Sebagai sebuah hak yang diatur secara tegas oleh undang-undang sudah selayaknyalah hak tersebut dihargai dan penegakannya harus dijamin oleh Pemerintah. Akan tetapi, sayangnya di dalam undang-undang ini tidak diatur sanksi terhadap pelanggaran hak tersebut.

Fatwa MUI yang mengharamkan Golput adalah sebuah bentuk tindakan yang sangat tidak terpuji. Tidak selayaknya sebuah organisasi yang mengatasnamakan ULAMA malah berbalik menjadi sekumpulan orang yang bodoh yang tidak bisa membedakan antara HAK dan KEWAJIBAN. Golput adalah sebuah pilihan untuk tidak memilih (tidak menggunakan hak-nya) dan hal itu tidak bisa kita pungkiri.

II. Fatwa Merokok Haram
MUI mengharamkan rokok dengan catatan:
1. apabila dilakukan oleh anak di bawah umur
2. apabila dilakukan oleh ibu yang sedang hamil
3. apabila dilakukan di tempat umum

Hal yang penting untuk mendapatkan catatan khusus adalah alasan mengapa MUI mengharamkan rokok. Dari 3 klasifikasi di atas dapat dilihat sebagai berikut:
  • Anak di bawah umur dilarang untuk merokok karena tubuhnya belum cukup kuat untuk menahan efek samping dari rokok.
  • Ibu yang sedang hamil haram merokok karena bisa menimbulkan efek samping terhadap janinnya.
  • Merokok haram di tempat umum karena bisa menyebabkan orang lain ikut menghirup asap rokok yang dapat merugikan kesehatan tersebut.
Secara logika dapat dilihat bahwa alasan MUI mengharamkan rokok adalah karena rokok berakibat buruk terhadap kesehatan. Akan tetapi menjadi sangat aneh jika MUI menfatwakan haram rokok hanya kepada orang-orang yang berada dalam 3 golongan di atas.

Lalu bagaimana dengan sebuah contoh kasus dimana ada seorang pria dewasa merokok di rumahnya (tidak di tempat umum). Menurut MUI hukumnya hanya makruh. Hal yang menjadi pertanyaan adalah “apakah rokok dalam contoh kasus tersebut dapat menimbulkan efek samping apapun (buruk bagi bagi kesehatan) terhadap pria tersebut? Jawabannya tentu saja "iya". Jika memang begitu, mengapa MUI tidak mengeluarkan fatwa "Mengkonsumsi gula haram bagi penderita diabetes" atau "Membaca Al Qur'an haram apabila dilakukan di tempat gelap karena bisa berakibat buruk terhadap mata si pembaca".

Lalu mengapa MUI “pilih kasih” terhadap fatwa-nya? Apa karena masih banyaknya para ulama yang berkedudukan di dalam MUI merupakan perokok juga, sehingga mereka tidak ingin menjadi seorang pendosa seperti orang-orang yang sudah mereka jadikan pendosa dengan fatwa-fatwa mereka.

☆ ☆ ☆ ☆ ☆ ☆ ☆

## Soal Latihan
**A)** Menurut tulisan tentang fatwa MUI, mengapa merokok di tempat umum diharamkan? Jelaskan dalam satu hingga tiga kalimat.
**B)** Lanjutkan tulisan tentang fatwa MUI mulai dari sesudah kalimat terakhirnya.

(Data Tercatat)

☆ ☆ ☆ ☆ ☆ ☆ ☆

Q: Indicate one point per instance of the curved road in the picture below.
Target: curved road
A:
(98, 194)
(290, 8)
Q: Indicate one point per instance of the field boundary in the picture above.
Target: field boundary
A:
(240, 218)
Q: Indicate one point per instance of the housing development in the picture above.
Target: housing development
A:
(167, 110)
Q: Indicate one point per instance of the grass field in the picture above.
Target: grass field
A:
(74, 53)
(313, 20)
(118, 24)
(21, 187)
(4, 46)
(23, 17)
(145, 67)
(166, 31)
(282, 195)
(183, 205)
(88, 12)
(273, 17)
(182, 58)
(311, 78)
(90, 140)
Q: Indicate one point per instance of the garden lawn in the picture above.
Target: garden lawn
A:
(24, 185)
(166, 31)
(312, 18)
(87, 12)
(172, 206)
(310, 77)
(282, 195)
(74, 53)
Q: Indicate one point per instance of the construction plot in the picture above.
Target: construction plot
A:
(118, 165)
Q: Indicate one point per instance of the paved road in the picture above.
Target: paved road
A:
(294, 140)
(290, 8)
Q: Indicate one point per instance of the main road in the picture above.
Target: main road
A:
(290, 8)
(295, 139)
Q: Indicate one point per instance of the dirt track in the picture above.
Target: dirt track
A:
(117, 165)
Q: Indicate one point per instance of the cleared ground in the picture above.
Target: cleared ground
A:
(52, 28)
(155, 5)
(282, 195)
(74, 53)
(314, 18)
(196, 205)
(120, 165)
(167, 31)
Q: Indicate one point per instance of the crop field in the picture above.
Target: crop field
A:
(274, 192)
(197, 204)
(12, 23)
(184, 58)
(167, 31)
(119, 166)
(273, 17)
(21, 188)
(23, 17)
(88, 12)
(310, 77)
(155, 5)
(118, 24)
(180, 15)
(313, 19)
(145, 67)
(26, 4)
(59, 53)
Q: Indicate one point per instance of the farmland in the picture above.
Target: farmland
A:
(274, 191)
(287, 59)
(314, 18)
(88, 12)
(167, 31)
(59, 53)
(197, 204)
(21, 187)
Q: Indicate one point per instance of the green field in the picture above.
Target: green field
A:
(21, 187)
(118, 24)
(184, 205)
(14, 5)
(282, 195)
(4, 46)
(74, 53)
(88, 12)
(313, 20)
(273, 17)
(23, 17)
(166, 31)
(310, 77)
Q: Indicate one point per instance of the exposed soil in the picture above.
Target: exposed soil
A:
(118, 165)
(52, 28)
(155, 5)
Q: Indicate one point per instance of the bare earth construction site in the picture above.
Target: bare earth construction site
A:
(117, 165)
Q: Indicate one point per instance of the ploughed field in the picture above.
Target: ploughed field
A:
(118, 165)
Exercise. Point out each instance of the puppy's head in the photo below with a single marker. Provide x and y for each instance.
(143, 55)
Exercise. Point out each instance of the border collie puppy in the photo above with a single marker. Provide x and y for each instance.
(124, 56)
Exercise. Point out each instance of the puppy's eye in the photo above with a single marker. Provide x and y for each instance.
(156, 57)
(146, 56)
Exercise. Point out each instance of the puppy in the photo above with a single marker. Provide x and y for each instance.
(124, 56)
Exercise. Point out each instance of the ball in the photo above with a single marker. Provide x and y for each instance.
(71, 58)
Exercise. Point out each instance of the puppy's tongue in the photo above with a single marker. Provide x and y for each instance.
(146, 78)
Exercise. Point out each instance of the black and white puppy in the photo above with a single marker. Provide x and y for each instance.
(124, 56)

☆ ☆ ☆ ☆ ☆ ☆ ☆

## Jawaban per Soal
**A)** Merokok di tempat umum diharamkan karena dapat menyebabkan orang lain ikut menghirup asap rokok. Asap tersebut dapat merugikan kesehatan.

**B)**
Dengan adanya fatwa ini, MUI seolah-olah membongkar kebobrokan mereka sendiri. Memang lebih mudah menjadi kesalahan orang lain dibandingkan menginstrospeksi diri sendiri. Seperti kata pepatah “kutu di seberang lautan terlihat jelas, gajah di pelupuk mata tak kelihatan”.


Di akhir kata, saya memberikan pilihan bebas kepada anda semua. Apakah anda ingin mematuhinya atau tidak. Itu semua pilihan anda. Karena pada dasarnya Hidup itu Adalah Pilihan ^^


* : Merokok bagi anak-anak di bawah umur; ibu yang sedang mengandung; dan merokok di tempat umum.

(Don't) Judge A Book by It's Cover

Sunday, February 08, 2009


Masih ingat dengan kata-kata bijak di atas, yang lebih kurang mempunyai makna “Janganlah menilai seseorang dari penampilannya”. Sebuah kata bijak yang maknanya sampai dengan saat ini masih saya ragukan.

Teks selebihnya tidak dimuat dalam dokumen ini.